AIM OF THE EXERCISE -
A verbatim copy of the records is required, with all pictures left out.

** Opening EXERCISE DATA block **

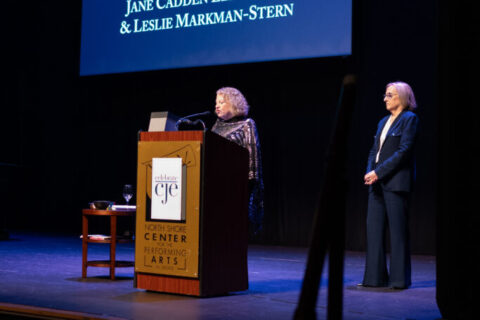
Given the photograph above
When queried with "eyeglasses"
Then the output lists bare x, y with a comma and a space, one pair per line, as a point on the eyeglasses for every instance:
389, 95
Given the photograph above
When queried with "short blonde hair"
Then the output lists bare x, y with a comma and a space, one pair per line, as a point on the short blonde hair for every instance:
235, 97
405, 93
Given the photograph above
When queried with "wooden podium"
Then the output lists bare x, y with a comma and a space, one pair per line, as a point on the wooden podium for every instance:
205, 253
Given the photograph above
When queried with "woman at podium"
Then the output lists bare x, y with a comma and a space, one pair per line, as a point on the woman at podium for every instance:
233, 124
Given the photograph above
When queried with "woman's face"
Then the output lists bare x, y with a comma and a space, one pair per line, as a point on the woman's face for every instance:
392, 100
223, 108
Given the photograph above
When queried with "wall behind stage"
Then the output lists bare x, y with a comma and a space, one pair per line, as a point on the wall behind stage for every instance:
74, 139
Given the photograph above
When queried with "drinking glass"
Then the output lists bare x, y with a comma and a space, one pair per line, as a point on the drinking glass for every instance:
127, 192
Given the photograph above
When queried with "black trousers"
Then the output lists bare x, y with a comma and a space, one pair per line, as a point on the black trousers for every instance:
392, 208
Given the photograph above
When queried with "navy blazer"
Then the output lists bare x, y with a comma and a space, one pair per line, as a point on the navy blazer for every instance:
396, 164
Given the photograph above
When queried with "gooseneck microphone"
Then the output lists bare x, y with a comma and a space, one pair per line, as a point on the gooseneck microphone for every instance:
186, 120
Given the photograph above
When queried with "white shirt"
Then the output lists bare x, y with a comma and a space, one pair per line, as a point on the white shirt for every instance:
383, 136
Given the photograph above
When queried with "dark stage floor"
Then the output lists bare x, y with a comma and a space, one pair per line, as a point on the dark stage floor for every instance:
44, 270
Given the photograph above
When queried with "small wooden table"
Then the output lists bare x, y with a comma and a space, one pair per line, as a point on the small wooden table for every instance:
112, 263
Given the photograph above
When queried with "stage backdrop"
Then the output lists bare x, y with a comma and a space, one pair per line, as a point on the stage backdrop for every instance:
76, 137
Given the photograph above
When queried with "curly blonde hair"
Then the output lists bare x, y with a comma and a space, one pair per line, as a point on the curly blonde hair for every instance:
405, 93
235, 97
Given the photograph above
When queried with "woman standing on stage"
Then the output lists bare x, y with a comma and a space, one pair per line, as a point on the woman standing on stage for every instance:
390, 176
233, 124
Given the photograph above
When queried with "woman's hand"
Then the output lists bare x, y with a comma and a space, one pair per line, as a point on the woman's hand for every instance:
370, 178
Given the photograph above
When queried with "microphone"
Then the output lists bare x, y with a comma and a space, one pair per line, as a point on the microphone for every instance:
186, 120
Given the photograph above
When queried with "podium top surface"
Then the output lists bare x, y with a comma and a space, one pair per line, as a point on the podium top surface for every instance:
172, 136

** Closing EXERCISE DATA block **

ANSWER BOX -
Given the photograph above
When queried with "eyeglasses"
Then the output lists bare x, y with a comma and a space, one pair per line, as a point on the eyeglasses for every instance:
389, 95
Given the photograph above
When queried with "short blonde hair"
Then the output lists bare x, y with a comma and a space, one pair per line, as a point on the short blonde hair for every instance:
235, 97
405, 93
Given the photograph above
When queried with "wooden podium"
Then the output lists bare x, y with a comma and a space, one pair per line, as a point on the wooden podium for every instance:
205, 253
Given the photograph above
When queried with "woman at podium"
Then the output lists bare x, y with a comma and a space, one pair per line, as a point on the woman at podium for every instance:
233, 124
Given the photograph above
When queried with "woman's face"
Then the output lists bare x, y with a comma and a space, one pair per line, as a point on the woman's face for every instance:
392, 100
223, 108
Given the photograph above
When queried with "wall behind stage"
Then the output lists bare x, y with a comma and a space, one pair per line, as a point on the wall behind stage for every instance:
74, 139
Given the photograph above
When queried with "drinking glass"
Then the output lists bare x, y with a comma and a space, one pair per line, as a point on the drinking glass for every instance:
127, 192
Given the photograph above
When queried with "black trousers"
Then the output lists bare x, y with a comma and a space, one pair per line, as a point on the black trousers for every instance:
392, 208
Given the photograph above
When queried with "navy blazer"
Then the output lists bare x, y with a comma and a space, one pair per line, as a point on the navy blazer for every instance:
396, 164
Given the photograph above
When queried with "gooseneck microphone"
Then the output lists bare x, y with a comma and a space, one pair per line, as a point on the gooseneck microphone for every instance:
186, 120
Given the photograph above
When queried with "white shirt"
Then the output lists bare x, y with a comma and a space, one pair per line, as a point on the white shirt for every instance:
383, 136
Given the photograph above
When queried with "dark stage floor"
Then the output lists bare x, y with a comma and a space, one pair per line, as a point on the dark stage floor for every instance:
44, 270
Given the photograph above
When queried with "small wooden table"
Then the output lists bare x, y with a comma and a space, one pair per line, as a point on the small wooden table for every instance:
112, 263
Given the photograph above
When queried with "stage backdrop"
Then the output lists bare x, y with a comma and a space, one pair per line, as a point on the stage backdrop for every instance:
76, 137
Given the photograph above
When queried with "curly blonde hair"
Then the output lists bare x, y with a comma and a space, one pair per line, as a point on the curly blonde hair for every instance:
405, 93
235, 97
Given the photograph above
When queried with "woman standing on stage"
Then the output lists bare x, y with a comma and a space, one pair per line, as a point on the woman standing on stage for every instance:
390, 176
233, 124
Given the photograph above
When queried with "woman's hand"
Then the output lists bare x, y with a comma and a space, one pair per line, as a point on the woman's hand for every instance:
370, 178
Given the photograph above
When queried with "microphone"
Then the output lists bare x, y with a comma and a space, one pair per line, as a point on the microphone for every instance:
186, 120
Given the photograph above
When queried with "podium top surface"
Then the output lists bare x, y with a comma and a space, one pair per line, as a point on the podium top surface for every instance:
172, 136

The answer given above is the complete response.